• [TASK INPUTS]:

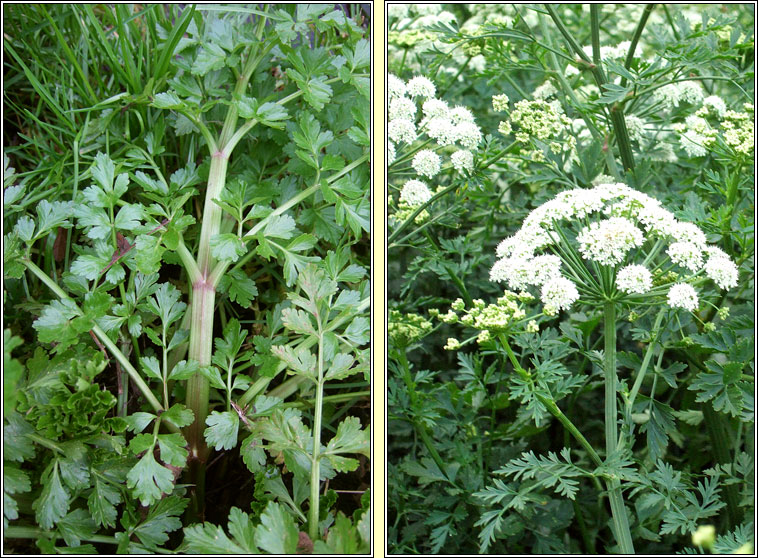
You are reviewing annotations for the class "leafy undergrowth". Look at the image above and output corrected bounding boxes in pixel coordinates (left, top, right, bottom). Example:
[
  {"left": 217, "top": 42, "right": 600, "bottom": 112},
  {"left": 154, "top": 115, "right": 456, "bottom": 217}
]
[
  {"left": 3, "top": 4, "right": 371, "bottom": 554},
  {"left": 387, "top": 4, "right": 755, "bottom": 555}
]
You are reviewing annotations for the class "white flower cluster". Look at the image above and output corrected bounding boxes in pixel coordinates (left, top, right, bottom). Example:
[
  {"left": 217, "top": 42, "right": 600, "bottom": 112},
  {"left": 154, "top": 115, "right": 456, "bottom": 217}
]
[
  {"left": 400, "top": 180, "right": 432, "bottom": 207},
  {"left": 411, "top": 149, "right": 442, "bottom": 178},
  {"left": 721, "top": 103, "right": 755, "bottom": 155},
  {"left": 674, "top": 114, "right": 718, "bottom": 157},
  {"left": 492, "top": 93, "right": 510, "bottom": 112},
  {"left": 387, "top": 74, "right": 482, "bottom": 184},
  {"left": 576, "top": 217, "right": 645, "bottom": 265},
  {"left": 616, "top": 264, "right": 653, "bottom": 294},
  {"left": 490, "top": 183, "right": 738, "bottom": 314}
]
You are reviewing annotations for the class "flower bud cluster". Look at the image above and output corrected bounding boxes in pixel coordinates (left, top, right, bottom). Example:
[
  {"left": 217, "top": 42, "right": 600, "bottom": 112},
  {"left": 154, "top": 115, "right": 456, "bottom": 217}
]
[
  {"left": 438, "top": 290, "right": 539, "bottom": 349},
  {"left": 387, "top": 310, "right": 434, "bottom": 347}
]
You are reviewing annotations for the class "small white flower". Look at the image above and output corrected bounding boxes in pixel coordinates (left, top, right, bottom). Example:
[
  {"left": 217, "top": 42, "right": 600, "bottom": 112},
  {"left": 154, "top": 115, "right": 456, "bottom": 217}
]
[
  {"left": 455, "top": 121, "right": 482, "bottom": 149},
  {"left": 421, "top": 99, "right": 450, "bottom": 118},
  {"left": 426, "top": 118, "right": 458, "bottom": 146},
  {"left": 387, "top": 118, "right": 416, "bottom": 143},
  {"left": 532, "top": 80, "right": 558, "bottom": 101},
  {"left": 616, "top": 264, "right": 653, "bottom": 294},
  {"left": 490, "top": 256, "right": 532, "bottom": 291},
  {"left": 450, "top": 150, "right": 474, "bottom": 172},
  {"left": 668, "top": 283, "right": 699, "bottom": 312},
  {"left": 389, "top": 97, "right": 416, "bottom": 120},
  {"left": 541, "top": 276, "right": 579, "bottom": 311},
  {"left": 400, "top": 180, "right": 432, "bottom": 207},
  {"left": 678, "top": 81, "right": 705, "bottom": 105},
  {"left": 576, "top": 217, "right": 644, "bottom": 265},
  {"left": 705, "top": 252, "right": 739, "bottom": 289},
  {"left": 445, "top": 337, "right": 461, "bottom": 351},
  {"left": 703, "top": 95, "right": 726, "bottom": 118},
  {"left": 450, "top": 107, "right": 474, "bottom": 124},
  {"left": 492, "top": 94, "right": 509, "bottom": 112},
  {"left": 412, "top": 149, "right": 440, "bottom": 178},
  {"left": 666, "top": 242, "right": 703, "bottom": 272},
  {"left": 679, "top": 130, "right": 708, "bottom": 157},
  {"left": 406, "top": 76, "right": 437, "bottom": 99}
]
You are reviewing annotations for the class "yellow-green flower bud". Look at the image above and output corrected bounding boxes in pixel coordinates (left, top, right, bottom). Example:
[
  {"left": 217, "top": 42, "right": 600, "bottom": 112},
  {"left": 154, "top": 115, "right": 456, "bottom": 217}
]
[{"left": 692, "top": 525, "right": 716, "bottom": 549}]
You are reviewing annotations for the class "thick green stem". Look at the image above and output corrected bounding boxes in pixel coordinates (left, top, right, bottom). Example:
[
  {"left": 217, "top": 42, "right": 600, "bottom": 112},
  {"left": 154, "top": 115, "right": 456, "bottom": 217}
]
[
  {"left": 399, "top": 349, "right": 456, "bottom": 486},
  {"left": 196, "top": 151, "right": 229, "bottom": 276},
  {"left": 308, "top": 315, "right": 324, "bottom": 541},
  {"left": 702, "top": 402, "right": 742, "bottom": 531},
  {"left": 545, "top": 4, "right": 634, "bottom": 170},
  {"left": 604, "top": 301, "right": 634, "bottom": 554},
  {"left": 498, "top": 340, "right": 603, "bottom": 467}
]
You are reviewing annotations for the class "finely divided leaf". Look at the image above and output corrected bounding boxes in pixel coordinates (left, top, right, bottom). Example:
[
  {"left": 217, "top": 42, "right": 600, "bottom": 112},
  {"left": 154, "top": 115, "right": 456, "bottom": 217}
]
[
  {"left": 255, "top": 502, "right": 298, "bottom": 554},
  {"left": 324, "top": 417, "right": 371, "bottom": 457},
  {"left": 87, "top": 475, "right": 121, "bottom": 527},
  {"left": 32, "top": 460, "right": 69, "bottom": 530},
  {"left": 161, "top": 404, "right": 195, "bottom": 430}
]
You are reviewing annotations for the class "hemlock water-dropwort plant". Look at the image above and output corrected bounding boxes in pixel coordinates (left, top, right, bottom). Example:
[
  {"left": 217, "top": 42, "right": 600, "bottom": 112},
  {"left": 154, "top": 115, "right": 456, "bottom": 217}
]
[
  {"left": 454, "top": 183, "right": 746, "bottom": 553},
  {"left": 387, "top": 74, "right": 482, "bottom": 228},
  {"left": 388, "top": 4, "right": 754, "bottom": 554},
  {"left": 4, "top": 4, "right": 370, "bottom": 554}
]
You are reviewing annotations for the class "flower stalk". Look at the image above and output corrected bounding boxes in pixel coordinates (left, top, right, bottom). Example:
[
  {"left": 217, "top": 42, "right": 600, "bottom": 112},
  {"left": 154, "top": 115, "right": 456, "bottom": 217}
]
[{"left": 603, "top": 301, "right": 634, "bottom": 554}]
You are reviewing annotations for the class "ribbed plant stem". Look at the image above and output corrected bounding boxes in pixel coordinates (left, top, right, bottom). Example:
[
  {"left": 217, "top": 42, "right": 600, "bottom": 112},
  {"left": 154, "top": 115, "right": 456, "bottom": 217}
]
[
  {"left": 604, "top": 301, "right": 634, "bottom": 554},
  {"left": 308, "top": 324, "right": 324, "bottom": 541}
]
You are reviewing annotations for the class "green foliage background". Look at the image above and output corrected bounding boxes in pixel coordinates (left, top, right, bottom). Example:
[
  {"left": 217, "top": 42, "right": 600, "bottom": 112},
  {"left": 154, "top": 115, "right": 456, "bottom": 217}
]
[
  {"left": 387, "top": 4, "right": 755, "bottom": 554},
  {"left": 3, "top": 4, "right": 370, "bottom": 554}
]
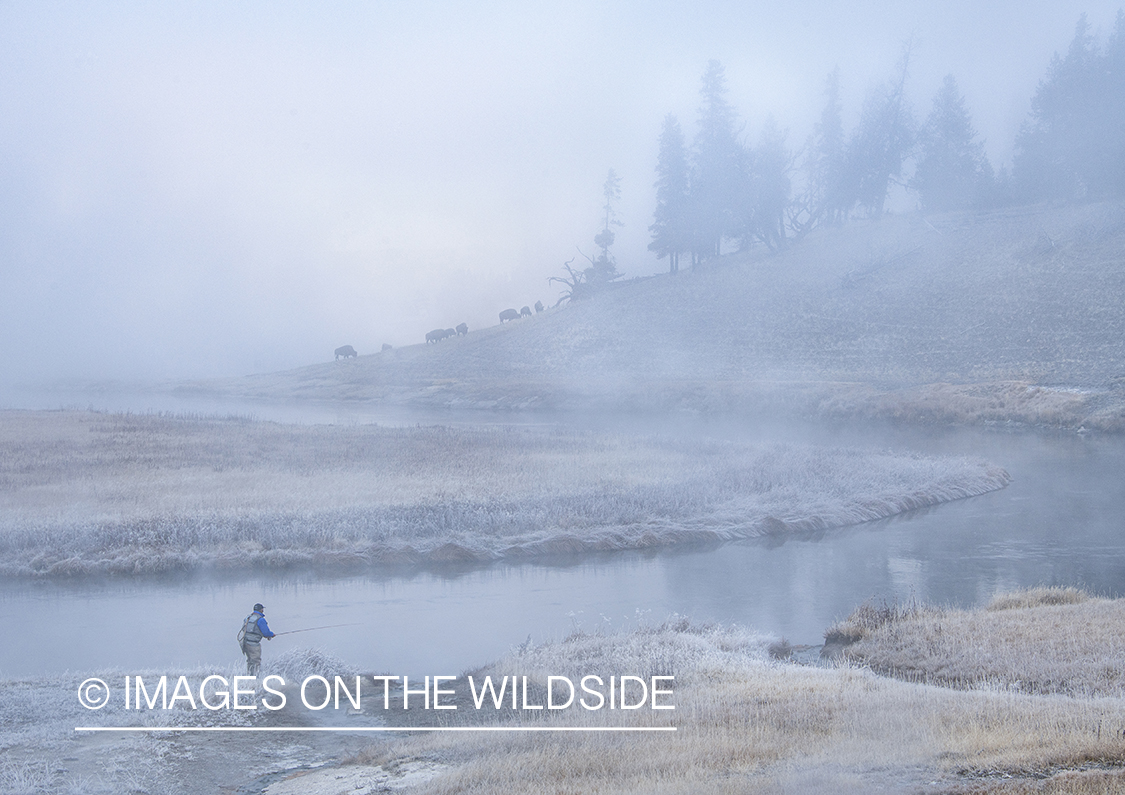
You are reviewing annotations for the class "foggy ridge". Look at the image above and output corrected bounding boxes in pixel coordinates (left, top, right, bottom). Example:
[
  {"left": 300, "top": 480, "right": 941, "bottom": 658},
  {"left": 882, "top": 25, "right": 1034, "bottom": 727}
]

• [GIVEN PROBLEM]:
Give only the number of lines in the material above that contain the string "plant", with case counting.

• [TASK SOLUTION]:
2